══ Source text

# BACKLOG.md — video-skill-extractor

## Mission
Build a generalized **video skill extraction library** that converts narrated video into:
1) structured skill steps,
2) visually grounded enrichment,
3) timeline-ready metadata for editors and robotics workflows.

---

## Current Status

### ✅ Shipped
- End-to-end CLI pipeline:
  - `transcribe`
  - `transcript-parse`
  - `transcript-chunk`
  - `steps-extract` (AI)
  - `frames-extract`
  - `steps-enrich` (heuristic / ai-direct / ai)
  - `markdown-render`
- PydanticAI-based model calling with explicit OpenAI-compatible provider wiring.
- Two-pass enrichment in `--mode ai`:
  - frame selection
  - signal extraction (before/after/change fields)
- Retry/backoff + jitter + telemetry:
  - `parse_errors`
  - `transient_recovered`
  - `unresolved_final`
- Stepwise progress logging for long enrich runs.
- Quality gates stable:
  - lint + tests + coverage (`>=90%`).
- Package/CLI rename complete:
  - package: `video_skill_extractor`
  - CLI: `video-skill`

---

## P0 — Reliability hardening (active)

### P0.1 Enrichment reliability
- [ ] Reduce `sampling_plan` validation churn (still largest error source).
- [ ] Improve strict structured compliance for reasoning outputs.
- [ ] Add stage-specific timeout tuning for image-heavy calls.
- [ ] Improve fallback behavior diagnostics in error manifest.

### P0.2 Observability
- [ ] Add run-level summary file (`*.run_report.json`) with per-stage stats.
- [ ] Add optional per-step latency histogram output.
- [ ] Add `--quiet-progress` toggle for CI usage.

### P0.3 Repeatability
- [ ] Add deterministic run-id/version stamping in output metadata.
- [ ] Add golden smoke fixtures for `ai` mode output shape.

---

## P1 — OTIO + editor bridge

### P1.1 OTIO foundation
- [ ] Add dependency: `OpenTimelineIO`.
- [ ] Implement `timeline-otio` command from enriched steps.
- [ ] Define and freeze metadata namespace (e.g. `com.corememory.edit.*`).
- [ ] Export `.otio` first; add `.otioz` option.

### P1.2 Edit planning artifacts
- [ ] Define `editplan` schema.
- [ ] Define `textpack` schema (headline, bullets, emphasis).
- [ ] Define `asset_manifest` schema.

════
══ Entries shown

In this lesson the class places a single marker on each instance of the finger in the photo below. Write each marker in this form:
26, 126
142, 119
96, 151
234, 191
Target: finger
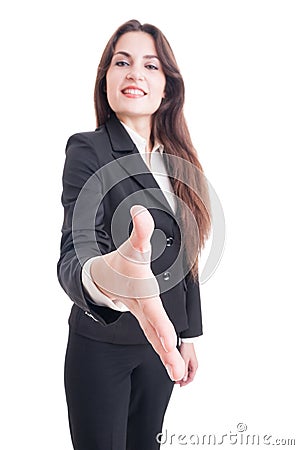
155, 313
172, 360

════

§ Problems and tasks
1. What coverage level do the quality gates require, according to the video-skill-extractor backlog?
2. Based on the video-skill-extractor backlog, explain why reducing `sampling_plan` validation churn is listed as an enrichment reliability item.
3. Pick up the video-skill-extractor backlog after its last line and keep writing it.

§ Response list
1. At least 90% coverage (`>=90%`).

2. The backlog lists it because `sampling_plan` validation churn is still the largest source of errors. Cutting that churn is therefore part of the active P0 work on reliability hardening.

3.
- [ ] Attach template bindings and confidence metadata.

### P1.3 Resolve bridge
- [ ] Create Resolve materializer script prototype.
- [ ] Map OTIO markers/metadata -> editable title/gfx inserts.
- [ ] Add pilot template set (3 templates):
  - lower_third
  - step_callout
  - highlight_box

---

## P2 — Research track (video + narration)

### P2.1 Benchmark spine
- [ ] Build benchmark harness for narration/timeline ablations.
- [ ] Implement 4-condition ladder:
  1. video-only
  2. video+ASR
  3. +timeline structure
  4. +evidence/confidence
- [ ] Add boundary jitter robustness tests.

### P2.2 Dataset/format alignment
- [ ] Define canonical sidecar schema v1 for timeline semantics.
- [ ] Add OTIO + sidecar alignment docs for reproducibility.

---

## P3 — Robotics-oriented extension

- [ ] Add robotics semantic fields:
  - action verbs
  - object references
  - state_before/state_after
  - success signals
- [ ] Add ROS-friendly export adapter from sidecar metadata.
- [ ] Add simulation-only test harness for narrated skill videos.

---

## Immediate Next 7 Tasks
1. Add `OpenTimelineIO` dependency and scaffold `timeline-otio` command.
2. Freeze OTIO metadata namespace + key list in docs.
3. Implement `editplan` + `textpack` schema files and validators.
4. Add `run_report.json` generation to enrichment runs.
5. Tighten `sampling_plan` prompt/output to reduce retry churn.
6. Add stage-level timeout config knobs in `config.json`.
7. Run full regression on `lesson1` and `zac-game` and record baseline telemetry.